**Given problem:**
Continue the paper on economic globalization and Central Asian countries, picking up after its last sentence.

St. John's University, Queens, New York
nathanhj@stjohns.edu
Abstract
Economic
globalization
is the global integration of goods, technology, labor, information, and capital; that
is, firms implement global strategies, which link and coordinate their international activities on a worldwide
basis.
It is a process based on change, which can lead Central Asian countries to the globalization of
their operations: political, technology, market, cost and competitive. Globalization is also international
business, which includes any activity or transaction for monetary gain, and it considers the entire world as
a single marketplace.
Central Asian countries, despite their globalization challenges, can chalk out a path
for global engagement with proper management of their resources, especially oil and gas.
Introduction
Hout, Porter, and Rudden (Harvard Business Review, 1982) explain how global companies win out.
The
dollar value of total world exports in 1996 was greater than the gross national product of every nation in
the world except United States.

**Source material:**

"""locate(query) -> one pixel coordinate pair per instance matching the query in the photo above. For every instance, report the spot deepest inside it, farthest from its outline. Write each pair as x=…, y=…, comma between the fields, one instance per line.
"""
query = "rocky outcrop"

**Exercise response:**
Globalization process on one hand creates openness to international
trade, and an increased flow of capital, goods, people, services, and information across nations.
However, the positive results of globalization are distributed unevenly due to lack of openness
characterized by the absence of democracy, free markets systems, rule of law, quality of life and
internationalization.
Critiques argue that trade openness brings little prosperity to the host developing
country and greater benefits to MNCs and their home countries.
This paper prefers responsible
globalization as discussed in 1999 World Economic Forum.
Pointing fingers at the advanced industrial
countries and multinational corporations (MNCs) for the income inequality, lack of quality of life, and the
underdevelopment of human capacity in poor countries is not the position taken by this author.
How Central Asia’s Present Competes with Past Values
Central Asian republics are bounded by Russia in the north, China in the east, the Caspian Sea in the
west, and Iron and Afghanistan in the South.
The largest land mass is occupied by the
Republic of Kazakhstan; It has almost 1,177 mi (1,894 km) of coastline on the Caspian Sea. Kazakhstan
is slightly more than twice the size of Texas. The territory is mostly steppe land with hilly plains and
plateaus.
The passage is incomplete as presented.